(DOCUMENT EXTRACT begins)
Wyre, who went from rock bands to music school to orchestra work, met his future Nexus colleagues on the symphony circuit. They ended up in Toronto, he says, partly because it was "a tolerant environment for a gathering of different cultures." Nexus began as an improvisational ensemble. "We didn't think about what we were doing. We just allowed ourselves to follow the music. It taught us to listen."
As world music chairman for the international Percussive Arts Society, Wyre is one of percussion's elders. But he displays no snobbery towards the drum-circle fad. "Nexus is a drum circle in a sense," he says. "We've been doing this all our lives. But the 40-year-old executive who is fired or splits up with his wife and ends up in one of Robert Bly's drum circles is simply trying to find himself. And that's great."
Bly, the American men's movement guru, has embraced drumming as a way to recover lost manhood. In most traditional African and native cultures, drums have been played exclusively by men. But now women are breaking that taboo. And gender certainly does not stop Takadja's Francine Martel from conjuring a thunderous range of tones from her African djembe. "It's a bit like a martial art," she explains. "I'm physically small, but my drum master taught me the right technique. I've learned to play from my elbows down."
(DOCUMENT EXTRACT ends)
(RECORDS SUPPLIED begins)
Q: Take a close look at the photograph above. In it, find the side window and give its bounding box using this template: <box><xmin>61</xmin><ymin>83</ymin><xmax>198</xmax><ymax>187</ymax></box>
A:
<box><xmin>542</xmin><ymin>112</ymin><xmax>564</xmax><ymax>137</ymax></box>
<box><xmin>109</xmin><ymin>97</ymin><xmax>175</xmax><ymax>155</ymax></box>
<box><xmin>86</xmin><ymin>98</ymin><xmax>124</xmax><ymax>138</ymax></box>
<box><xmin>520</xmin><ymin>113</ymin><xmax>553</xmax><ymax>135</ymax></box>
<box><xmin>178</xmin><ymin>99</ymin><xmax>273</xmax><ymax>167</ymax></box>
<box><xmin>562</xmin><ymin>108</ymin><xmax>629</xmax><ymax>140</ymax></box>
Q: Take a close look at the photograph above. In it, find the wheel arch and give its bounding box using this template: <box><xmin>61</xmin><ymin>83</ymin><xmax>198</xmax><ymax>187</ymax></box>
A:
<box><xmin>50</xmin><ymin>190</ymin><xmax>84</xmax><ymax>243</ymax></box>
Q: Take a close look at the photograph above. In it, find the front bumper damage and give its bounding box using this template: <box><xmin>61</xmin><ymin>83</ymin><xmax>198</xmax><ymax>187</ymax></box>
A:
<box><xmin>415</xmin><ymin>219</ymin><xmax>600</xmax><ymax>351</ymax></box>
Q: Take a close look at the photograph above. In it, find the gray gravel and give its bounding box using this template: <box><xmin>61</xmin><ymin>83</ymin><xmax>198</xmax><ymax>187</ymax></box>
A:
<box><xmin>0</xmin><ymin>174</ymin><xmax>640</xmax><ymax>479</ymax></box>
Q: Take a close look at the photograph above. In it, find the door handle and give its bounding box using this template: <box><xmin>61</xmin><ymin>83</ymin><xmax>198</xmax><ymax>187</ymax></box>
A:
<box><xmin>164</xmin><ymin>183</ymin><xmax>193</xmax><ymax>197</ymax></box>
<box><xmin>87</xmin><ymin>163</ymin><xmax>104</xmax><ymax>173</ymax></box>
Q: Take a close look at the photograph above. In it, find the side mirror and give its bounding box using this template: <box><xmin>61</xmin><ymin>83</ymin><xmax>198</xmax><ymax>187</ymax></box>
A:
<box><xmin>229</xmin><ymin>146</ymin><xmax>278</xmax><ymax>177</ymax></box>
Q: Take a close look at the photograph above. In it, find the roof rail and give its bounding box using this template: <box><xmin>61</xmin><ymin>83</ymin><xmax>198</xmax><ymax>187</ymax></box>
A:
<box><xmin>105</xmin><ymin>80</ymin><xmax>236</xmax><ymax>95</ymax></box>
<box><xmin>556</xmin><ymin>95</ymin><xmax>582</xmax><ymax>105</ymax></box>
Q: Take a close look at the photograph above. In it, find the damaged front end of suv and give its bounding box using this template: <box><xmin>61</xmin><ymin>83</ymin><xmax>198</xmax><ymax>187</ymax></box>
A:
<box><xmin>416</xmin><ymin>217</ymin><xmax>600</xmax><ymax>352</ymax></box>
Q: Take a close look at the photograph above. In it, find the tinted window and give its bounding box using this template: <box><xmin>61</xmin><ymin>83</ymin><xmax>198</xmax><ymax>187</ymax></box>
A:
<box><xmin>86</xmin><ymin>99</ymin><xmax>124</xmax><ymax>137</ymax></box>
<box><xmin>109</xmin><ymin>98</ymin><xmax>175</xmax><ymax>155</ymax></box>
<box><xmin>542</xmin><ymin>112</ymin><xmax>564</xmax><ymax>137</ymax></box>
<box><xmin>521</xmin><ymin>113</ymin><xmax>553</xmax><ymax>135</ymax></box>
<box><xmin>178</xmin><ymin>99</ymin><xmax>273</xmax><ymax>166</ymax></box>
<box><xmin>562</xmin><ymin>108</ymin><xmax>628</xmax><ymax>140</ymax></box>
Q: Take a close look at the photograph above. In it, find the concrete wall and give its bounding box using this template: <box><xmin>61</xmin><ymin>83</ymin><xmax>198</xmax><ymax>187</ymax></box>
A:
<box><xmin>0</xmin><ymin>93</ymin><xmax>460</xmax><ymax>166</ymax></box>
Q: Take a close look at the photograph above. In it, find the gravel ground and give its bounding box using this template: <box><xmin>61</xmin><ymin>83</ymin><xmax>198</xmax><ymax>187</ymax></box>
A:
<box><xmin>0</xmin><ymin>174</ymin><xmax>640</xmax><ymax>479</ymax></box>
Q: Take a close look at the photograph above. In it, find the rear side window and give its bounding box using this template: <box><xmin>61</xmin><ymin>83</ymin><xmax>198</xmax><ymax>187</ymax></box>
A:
(RECORDS SUPPLIED ends)
◆ YOUR TASKS ◆
1. List every person named in the passage on percussion and drum circles.
2. Extend the passage on percussion and drum circles with a further paragraph that picks up after its final sentence.

◆ TASK-BY-TASK OUTPUTS ◆
1. Wyre, Robert Bly, Francine Martel

2.
For some women, drumming serves as a source of empowerment. Helen Zador, a former Bell Canada manager in Toronto, was referred to drum teacher Doug Sole by her therapist Gary Diggins four years ago. Drumming, she says, helped her recover from a history of abuse, which includes a violent gang rape in her 20s. "At first just looking at the drums aroused a fear," Zador recalls. "They're phallic in shape, especially the African drums, and the sound is primal, deep in your body." Her first attempts to play reduced her to tears. "When I started drumming, I felt traumatized. It would bring back body memories." But confronting her fear helped her overcome it. Now, she works as a massage therapist - at a massage table surrounded by percussion instruments.
Whether through therapy or music, drums are circling back to one of their traditional roles - as medicine. For native peoples, the drum has a sacred healing power and must be treated with reverence. Jerry Alfred, a Tutchone Indian, leads a Yukon band called The Medicine Beat, which won this year's Juno for best aboriginal recording. The group has no drum kit. Replacing the foot-pedal thump of a standard bass drum is the soft-stroked beat of a frame drum, handmade from goat and maple. "It represents the heartbeat," says Alfred. "The drum is alive. You have to respect it and treat it like a person."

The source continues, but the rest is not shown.